> [PROVIDED TEXT]:
# What tree is this? (NE Tennessee)



## FarmerKat (Jul 3, 2014)

Can anyone help me ID this tree? It is growing in fairly dry soil on top of a ridge. Thanks.


----------



## goodatit (May 1, 2013)

FarmerKat said:


> Can anyone help me ID this tree? It is growing in fairly dry soil on top of a ridge. Thanks.
> View attachment 60472


hickory


----------



## NRA_guy (Jun 9, 2015)

Does not look like hickory to me:

http://www.wikihow.com/Identify-Hickory-Trees

But I am not sure what it is.


----------



## FarmerKat (Jul 3, 2014)

Would hickory leaves all grow out of one spot? All other hickory trees we have, the leaves are along a stem. Also, cutting the tree down, it does not seem quite as hard as hickory or oak. I have a tree ID brochure for TN and there is nothing in it that matches ....


----------



## po boy (Jul 12, 2010)

Not sure, but have a lot of them here in Central Tn.


----------



## goodatit (May 1, 2013)

FarmerKat said:


> Can anyone help me ID this tree? It is growing in fairly dry soil on top of a ridge. Thanks.
> View attachment 60472


ok not hickory. maybe blck gum


----------



## NRA_guy (Jun 9, 2015)

Maybe a black gum tree???

http://www.thejump.net/hunting/plant-id/black-gum.htm


----------



## NRA_guy (Jun 9, 2015)

Maybe a pawpaw tree.

Scroll down to the leaves photo:

https://the-natural-web.org/2015/09/21/benefits-of-pawpaws/


----------



## FarmerKat (Jul 3, 2014)

Thanks, everyone. I have been busy. I don't think it is the pawpaw tree but I think it is possible it is the black gum tree. I will look at some pictures when I have a moment.

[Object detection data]
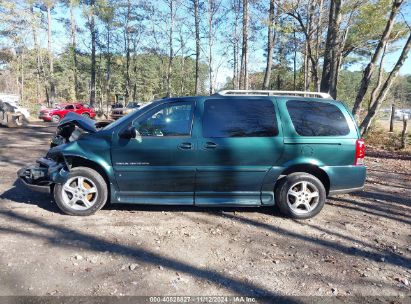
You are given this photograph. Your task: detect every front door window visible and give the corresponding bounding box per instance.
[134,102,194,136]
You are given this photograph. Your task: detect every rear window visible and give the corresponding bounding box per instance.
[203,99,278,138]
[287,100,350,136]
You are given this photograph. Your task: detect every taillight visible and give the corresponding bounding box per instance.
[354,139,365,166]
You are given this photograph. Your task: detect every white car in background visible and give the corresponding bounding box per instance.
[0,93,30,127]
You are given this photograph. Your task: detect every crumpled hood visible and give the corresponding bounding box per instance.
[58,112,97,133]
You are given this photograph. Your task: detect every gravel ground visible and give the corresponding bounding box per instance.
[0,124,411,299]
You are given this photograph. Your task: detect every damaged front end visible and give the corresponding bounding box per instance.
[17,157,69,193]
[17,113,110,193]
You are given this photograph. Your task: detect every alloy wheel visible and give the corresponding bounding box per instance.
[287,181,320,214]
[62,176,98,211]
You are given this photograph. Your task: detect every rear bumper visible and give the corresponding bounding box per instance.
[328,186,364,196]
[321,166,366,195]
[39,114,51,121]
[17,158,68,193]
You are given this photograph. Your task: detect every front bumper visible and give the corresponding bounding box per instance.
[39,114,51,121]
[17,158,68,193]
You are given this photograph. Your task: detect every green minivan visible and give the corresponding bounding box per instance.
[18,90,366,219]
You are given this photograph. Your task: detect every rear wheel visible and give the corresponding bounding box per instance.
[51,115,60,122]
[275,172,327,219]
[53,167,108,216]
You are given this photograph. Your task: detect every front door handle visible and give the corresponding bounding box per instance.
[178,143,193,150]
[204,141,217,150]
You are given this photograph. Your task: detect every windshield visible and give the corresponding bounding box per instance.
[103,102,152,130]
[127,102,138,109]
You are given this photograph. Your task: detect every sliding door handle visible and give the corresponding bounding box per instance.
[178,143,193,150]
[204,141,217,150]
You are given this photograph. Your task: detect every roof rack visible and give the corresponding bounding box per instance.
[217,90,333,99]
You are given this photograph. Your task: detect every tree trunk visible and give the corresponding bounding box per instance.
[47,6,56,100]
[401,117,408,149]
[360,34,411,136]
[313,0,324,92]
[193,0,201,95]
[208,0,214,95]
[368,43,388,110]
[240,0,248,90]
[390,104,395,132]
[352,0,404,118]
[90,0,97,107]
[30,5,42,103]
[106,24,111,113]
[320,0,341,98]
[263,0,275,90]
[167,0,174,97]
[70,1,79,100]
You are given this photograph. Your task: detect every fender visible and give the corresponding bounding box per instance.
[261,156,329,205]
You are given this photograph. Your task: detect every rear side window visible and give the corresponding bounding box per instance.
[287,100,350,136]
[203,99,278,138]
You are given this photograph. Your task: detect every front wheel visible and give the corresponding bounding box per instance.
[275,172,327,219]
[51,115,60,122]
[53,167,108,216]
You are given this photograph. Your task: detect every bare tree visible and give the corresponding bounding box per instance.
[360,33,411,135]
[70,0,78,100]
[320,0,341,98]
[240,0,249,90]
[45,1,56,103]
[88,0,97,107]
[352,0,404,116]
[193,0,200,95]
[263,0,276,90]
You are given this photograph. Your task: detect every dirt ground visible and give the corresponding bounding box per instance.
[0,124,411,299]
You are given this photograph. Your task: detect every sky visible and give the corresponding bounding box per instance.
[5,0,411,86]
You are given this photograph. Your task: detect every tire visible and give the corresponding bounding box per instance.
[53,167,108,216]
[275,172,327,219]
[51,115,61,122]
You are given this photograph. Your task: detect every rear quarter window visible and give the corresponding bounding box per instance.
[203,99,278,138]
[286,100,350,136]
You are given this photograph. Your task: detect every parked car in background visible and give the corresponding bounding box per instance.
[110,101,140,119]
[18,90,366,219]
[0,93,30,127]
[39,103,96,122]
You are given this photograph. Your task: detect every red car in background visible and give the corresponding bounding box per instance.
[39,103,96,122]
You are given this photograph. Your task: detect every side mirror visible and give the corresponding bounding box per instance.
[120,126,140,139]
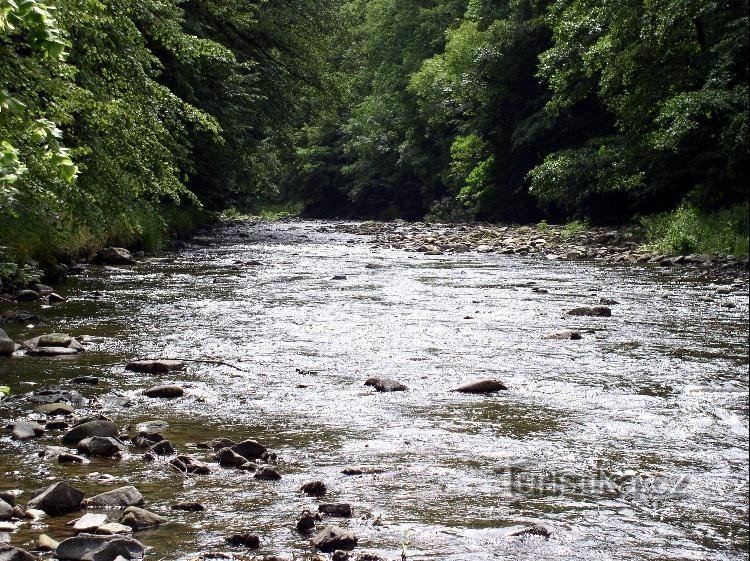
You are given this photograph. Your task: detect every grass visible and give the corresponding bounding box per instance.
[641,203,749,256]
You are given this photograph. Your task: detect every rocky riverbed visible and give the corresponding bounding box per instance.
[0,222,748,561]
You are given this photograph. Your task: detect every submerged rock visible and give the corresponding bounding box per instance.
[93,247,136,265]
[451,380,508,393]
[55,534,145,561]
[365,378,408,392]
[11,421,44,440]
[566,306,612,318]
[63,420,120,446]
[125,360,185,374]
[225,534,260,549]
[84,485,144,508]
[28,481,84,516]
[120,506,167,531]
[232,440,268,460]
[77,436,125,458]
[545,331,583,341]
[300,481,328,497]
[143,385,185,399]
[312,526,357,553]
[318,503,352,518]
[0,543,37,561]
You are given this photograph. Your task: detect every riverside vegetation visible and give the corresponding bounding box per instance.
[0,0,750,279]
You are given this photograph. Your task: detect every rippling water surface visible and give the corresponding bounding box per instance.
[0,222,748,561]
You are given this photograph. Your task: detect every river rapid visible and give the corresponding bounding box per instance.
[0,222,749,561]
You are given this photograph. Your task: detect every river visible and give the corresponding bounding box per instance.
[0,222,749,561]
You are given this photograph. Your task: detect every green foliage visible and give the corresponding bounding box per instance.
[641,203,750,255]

> [TASKS TO CARRY OUT]:
a. List the usernames of everyone who posts in the tree identification thread.
b. Transcribe the tree identification thread from "Would hickory leaves" to "(Jul 12, 2010)".
c. Answer these questions using the tree identification thread:
(i) What kind of soil is the tree growing in, and where?
(ii) In what region does po boy say there are a lot of these trees?
(iii) In the final post, which tree does FarmerKat say it probably is not?

> [ANSWERS BY TASK]:
a. FarmerKat, goodatit, NRA_guy, po boy

b.
Would hickory leaves all grow out of one spot? All other hickory trees we have, the leaves are along a stem. Also, cutting the tree down, it does not seem quite as hard as hickory or oak. I have a tree ID brochure for TN and there is nothing in it that matches ....


----------



## po boy (Jul 12, 2010)

c.
(i) Fairly dry soil on top of a ridge
(ii) Central Tennessee
(iii) The pawpaw tree